#### Problem to work on
Please rename "Result" to "Answer" in the items, starting with the line with "Target: fingernail" and going on through the line with "1017L439 1013L445 1012L442". Return only those lines, otherwise unchanged.

#### Stored records
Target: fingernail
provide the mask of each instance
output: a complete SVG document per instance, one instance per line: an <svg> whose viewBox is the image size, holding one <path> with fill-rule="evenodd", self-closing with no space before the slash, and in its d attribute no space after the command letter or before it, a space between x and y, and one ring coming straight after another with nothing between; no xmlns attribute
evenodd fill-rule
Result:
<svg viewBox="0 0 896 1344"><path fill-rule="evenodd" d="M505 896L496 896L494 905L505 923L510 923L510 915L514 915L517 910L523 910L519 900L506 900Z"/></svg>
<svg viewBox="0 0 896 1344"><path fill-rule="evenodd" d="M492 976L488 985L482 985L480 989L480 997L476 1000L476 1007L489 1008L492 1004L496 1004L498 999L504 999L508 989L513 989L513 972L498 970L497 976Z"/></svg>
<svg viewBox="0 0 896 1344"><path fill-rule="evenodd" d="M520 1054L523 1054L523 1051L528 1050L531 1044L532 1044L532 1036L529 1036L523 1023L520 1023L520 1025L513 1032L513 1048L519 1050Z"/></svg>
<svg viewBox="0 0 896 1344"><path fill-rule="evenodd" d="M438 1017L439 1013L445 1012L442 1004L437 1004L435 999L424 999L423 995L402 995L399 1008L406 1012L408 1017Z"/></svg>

==

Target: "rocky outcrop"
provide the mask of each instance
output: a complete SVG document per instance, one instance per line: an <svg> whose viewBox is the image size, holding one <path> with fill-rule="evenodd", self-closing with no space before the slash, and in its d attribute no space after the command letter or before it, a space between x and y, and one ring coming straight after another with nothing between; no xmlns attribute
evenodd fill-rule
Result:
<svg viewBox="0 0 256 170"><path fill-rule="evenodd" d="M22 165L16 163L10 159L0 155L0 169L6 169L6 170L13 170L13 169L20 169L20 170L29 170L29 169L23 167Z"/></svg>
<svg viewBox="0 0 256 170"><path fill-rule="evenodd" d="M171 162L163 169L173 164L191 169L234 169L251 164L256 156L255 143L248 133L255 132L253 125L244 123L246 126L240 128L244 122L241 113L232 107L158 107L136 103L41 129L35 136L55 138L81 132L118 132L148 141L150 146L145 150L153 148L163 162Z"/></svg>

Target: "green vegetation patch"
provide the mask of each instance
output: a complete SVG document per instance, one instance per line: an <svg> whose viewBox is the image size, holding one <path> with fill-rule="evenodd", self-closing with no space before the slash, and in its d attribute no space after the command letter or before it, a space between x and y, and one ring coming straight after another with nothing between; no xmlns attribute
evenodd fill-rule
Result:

#### Task solution
Target: fingernail
provide the mask of each instance
output: a complete SVG document per instance, one instance per line: an <svg> whose viewBox is the image size, holding one <path> with fill-rule="evenodd", self-closing with no space before the slash, and in its d attribute no space after the command letter or before it, a space between x and y, and one ring coming straight after another with nothing between; no xmlns attribute
evenodd fill-rule
Answer:
<svg viewBox="0 0 896 1344"><path fill-rule="evenodd" d="M505 896L496 896L494 905L505 923L510 923L510 915L514 915L517 910L523 910L519 900L506 900Z"/></svg>
<svg viewBox="0 0 896 1344"><path fill-rule="evenodd" d="M492 976L488 985L482 985L480 989L480 997L476 1000L476 1007L489 1008L492 1004L496 1004L498 999L504 999L508 989L513 989L513 972L498 970L497 976Z"/></svg>
<svg viewBox="0 0 896 1344"><path fill-rule="evenodd" d="M520 1054L523 1054L523 1051L528 1050L531 1044L532 1044L532 1036L529 1036L523 1023L520 1023L520 1025L513 1032L513 1048L519 1050Z"/></svg>
<svg viewBox="0 0 896 1344"><path fill-rule="evenodd" d="M438 1017L439 1013L445 1012L442 1004L437 1004L435 999L424 999L423 995L402 995L399 1008L406 1012L408 1017Z"/></svg>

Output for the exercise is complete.